::: Source material
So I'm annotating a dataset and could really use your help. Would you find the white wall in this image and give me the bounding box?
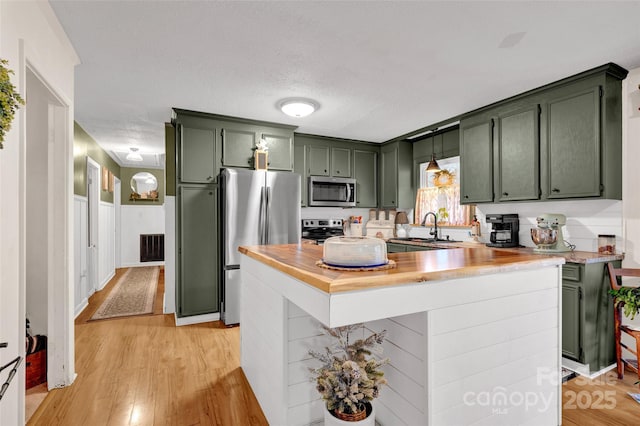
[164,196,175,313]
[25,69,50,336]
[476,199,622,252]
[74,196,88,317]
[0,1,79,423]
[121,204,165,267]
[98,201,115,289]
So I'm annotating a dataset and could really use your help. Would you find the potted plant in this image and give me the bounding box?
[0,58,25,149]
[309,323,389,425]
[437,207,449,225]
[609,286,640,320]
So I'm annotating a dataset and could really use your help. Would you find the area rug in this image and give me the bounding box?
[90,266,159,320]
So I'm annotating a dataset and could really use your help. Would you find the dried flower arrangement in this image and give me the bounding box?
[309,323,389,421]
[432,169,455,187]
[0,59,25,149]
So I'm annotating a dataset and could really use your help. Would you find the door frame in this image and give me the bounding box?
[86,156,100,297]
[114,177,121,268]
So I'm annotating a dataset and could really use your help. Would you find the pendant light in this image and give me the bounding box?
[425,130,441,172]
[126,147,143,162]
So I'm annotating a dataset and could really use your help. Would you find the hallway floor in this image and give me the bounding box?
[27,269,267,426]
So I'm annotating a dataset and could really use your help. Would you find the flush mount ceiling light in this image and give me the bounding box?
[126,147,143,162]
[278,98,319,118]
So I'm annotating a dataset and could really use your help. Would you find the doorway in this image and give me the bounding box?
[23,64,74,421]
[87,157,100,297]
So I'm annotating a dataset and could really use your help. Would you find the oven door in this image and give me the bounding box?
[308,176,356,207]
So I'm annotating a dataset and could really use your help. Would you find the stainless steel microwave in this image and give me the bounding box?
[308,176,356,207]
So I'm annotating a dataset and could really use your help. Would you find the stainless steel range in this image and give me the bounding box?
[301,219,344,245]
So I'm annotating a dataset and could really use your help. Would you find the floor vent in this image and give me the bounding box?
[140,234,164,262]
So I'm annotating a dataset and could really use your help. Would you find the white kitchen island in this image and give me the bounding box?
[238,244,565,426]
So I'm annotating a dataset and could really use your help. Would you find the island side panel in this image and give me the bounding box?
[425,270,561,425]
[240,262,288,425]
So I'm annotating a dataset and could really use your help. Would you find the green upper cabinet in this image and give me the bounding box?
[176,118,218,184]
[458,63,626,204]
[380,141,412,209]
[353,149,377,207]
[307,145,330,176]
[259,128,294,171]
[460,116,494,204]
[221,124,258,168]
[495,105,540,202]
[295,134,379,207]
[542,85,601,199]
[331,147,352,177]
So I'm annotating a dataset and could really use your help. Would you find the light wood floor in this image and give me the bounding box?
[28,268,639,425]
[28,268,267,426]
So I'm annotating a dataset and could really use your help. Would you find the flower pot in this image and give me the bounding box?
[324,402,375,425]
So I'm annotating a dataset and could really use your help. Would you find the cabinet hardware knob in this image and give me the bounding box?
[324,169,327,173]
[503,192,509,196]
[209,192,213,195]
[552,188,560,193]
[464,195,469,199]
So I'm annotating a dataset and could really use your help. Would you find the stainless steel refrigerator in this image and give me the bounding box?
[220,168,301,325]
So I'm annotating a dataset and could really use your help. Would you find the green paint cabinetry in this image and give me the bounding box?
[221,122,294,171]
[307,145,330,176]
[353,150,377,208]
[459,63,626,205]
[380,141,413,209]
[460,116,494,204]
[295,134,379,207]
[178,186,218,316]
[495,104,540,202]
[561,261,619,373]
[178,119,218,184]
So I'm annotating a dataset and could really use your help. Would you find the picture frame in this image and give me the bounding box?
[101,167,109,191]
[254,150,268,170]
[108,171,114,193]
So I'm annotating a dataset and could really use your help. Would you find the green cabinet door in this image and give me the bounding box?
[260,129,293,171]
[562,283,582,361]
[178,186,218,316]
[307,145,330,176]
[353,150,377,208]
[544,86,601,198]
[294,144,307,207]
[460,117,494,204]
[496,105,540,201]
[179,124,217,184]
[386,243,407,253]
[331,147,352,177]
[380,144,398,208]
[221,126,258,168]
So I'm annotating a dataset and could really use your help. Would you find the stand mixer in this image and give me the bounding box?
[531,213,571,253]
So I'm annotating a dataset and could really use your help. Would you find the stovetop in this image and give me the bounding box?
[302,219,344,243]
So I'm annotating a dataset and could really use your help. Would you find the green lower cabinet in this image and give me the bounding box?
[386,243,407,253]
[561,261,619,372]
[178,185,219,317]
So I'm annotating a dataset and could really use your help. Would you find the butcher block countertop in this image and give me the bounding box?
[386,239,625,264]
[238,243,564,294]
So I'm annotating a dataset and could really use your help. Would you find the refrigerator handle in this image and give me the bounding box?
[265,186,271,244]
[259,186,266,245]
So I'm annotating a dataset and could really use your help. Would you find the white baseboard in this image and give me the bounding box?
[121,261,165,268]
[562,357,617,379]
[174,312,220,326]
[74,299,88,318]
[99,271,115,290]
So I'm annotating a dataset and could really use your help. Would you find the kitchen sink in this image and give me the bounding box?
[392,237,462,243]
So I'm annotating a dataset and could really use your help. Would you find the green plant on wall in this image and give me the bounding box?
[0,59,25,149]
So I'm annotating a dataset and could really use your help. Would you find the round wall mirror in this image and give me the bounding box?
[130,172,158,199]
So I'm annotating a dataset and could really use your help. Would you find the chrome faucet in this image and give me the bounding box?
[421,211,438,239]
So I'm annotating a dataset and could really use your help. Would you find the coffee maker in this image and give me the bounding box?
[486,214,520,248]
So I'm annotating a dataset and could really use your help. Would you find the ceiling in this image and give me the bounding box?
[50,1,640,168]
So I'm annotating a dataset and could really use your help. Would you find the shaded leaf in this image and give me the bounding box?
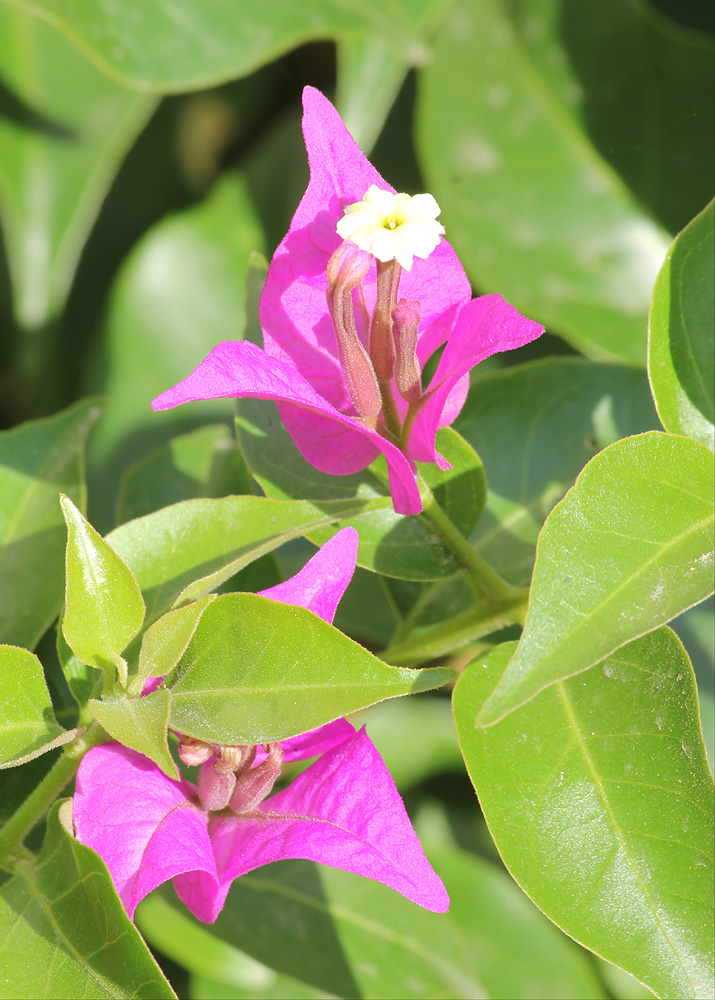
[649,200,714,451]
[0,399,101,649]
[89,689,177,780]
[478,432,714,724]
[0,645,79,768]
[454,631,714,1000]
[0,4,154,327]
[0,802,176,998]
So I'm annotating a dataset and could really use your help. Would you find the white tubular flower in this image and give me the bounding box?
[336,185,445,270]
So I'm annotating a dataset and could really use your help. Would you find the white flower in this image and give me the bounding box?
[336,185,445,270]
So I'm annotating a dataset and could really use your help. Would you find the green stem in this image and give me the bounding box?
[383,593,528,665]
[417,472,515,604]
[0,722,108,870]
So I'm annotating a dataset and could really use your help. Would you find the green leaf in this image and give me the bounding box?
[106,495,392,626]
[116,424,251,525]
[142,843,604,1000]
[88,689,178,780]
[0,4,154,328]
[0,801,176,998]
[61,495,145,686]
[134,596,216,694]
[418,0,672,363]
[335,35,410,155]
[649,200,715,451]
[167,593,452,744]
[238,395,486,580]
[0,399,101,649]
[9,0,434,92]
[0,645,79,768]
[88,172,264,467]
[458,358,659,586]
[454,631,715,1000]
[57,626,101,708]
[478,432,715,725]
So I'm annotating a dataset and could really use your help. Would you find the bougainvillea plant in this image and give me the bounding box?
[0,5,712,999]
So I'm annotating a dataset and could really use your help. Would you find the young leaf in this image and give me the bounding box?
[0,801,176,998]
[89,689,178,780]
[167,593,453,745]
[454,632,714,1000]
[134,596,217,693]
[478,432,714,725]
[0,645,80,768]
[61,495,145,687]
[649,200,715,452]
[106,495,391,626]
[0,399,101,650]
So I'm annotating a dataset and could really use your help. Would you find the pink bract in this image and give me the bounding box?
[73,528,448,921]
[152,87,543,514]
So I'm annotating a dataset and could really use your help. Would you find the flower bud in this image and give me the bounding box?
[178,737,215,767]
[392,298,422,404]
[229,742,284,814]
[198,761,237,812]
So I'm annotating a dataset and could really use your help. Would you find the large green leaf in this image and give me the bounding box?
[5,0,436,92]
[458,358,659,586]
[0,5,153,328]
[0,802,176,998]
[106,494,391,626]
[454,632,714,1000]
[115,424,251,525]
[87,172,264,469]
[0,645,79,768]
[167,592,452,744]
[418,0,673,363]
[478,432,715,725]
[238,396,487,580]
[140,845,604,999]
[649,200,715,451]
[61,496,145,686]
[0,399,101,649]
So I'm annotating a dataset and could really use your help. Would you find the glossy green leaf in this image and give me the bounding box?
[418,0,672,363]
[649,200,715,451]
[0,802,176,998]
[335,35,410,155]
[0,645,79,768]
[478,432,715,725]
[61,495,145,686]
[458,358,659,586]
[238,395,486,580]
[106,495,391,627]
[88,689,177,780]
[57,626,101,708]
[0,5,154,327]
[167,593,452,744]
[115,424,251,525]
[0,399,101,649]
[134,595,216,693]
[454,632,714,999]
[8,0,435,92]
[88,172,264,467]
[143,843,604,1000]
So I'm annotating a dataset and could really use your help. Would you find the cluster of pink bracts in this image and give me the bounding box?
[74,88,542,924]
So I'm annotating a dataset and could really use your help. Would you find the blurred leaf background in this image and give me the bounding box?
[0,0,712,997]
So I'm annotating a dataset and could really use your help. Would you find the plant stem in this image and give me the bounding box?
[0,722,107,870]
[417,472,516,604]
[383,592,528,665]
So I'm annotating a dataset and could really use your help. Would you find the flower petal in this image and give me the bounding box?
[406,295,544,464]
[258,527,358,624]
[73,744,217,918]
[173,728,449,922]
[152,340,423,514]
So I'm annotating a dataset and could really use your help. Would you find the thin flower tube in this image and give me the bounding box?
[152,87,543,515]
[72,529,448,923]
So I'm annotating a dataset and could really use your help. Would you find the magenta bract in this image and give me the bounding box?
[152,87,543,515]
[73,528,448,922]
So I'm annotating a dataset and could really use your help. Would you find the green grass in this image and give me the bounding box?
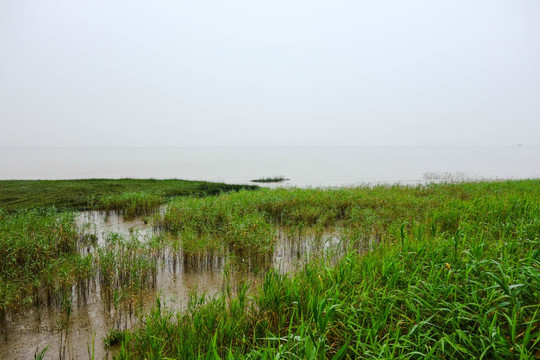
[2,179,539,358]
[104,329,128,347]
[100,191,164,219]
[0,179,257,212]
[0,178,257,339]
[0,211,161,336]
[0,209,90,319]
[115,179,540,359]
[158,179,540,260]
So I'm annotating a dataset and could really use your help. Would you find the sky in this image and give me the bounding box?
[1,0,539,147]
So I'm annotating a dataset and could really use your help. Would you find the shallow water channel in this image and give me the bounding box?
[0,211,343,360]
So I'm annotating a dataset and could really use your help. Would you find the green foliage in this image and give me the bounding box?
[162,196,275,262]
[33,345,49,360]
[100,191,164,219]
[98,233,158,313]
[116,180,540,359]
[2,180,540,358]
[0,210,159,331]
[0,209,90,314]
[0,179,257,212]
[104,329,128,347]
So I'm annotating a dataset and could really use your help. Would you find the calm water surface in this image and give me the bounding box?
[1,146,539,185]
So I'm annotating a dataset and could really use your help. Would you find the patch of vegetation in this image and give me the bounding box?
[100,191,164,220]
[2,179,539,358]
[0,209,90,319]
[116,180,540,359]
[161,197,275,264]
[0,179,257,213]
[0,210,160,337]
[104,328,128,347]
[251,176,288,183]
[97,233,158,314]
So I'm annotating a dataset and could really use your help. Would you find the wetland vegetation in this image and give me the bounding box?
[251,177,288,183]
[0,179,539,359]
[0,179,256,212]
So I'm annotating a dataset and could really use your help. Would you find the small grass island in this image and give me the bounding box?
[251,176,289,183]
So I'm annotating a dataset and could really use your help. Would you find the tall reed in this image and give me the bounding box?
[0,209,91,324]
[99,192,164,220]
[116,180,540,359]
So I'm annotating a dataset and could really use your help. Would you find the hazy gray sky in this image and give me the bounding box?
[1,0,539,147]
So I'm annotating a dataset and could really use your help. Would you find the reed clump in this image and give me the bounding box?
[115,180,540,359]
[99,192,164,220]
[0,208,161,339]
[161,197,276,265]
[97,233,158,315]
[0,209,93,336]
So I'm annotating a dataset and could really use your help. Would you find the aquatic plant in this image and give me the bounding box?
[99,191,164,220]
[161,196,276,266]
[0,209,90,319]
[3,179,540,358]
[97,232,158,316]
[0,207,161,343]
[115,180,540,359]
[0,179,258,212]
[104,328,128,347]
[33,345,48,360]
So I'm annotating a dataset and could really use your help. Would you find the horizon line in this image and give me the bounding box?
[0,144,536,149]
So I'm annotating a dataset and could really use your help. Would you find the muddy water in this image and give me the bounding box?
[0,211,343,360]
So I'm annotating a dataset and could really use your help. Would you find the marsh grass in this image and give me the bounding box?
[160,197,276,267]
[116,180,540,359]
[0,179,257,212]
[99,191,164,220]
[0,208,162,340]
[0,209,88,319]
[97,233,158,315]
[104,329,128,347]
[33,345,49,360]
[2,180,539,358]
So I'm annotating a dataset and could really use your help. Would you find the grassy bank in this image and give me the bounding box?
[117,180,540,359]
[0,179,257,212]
::::::
**Activity**
The lines from the one containing "find the marsh" through the final line of the listing above are to be repeated exactly, and nothing else is to be printed.

**Answer**
So I'm annotating a dataset and could really use your help. Would you find the marsh grass in this image and give me the bounding box?
[160,197,276,267]
[116,180,540,359]
[0,179,257,212]
[99,191,164,220]
[0,208,162,340]
[0,209,88,319]
[97,233,158,315]
[104,329,128,347]
[33,345,49,360]
[2,180,539,358]
So I'm annotating a dataset and could really use your help. Would you find the grassy bank in this image and give me the bounding box?
[117,180,540,359]
[0,179,257,212]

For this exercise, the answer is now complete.